**What is needed:** Repeat the whole listing below, word for word.
-=-=-
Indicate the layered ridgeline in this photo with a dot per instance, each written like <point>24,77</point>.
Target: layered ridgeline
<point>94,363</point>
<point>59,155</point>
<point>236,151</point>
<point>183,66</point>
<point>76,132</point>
-=-=-
**Complete output:**
Indicate the layered ridgeline in this photo with a dot per instance, each written like <point>24,77</point>.
Target: layered ridgeline
<point>94,363</point>
<point>59,155</point>
<point>236,151</point>
<point>183,66</point>
<point>76,132</point>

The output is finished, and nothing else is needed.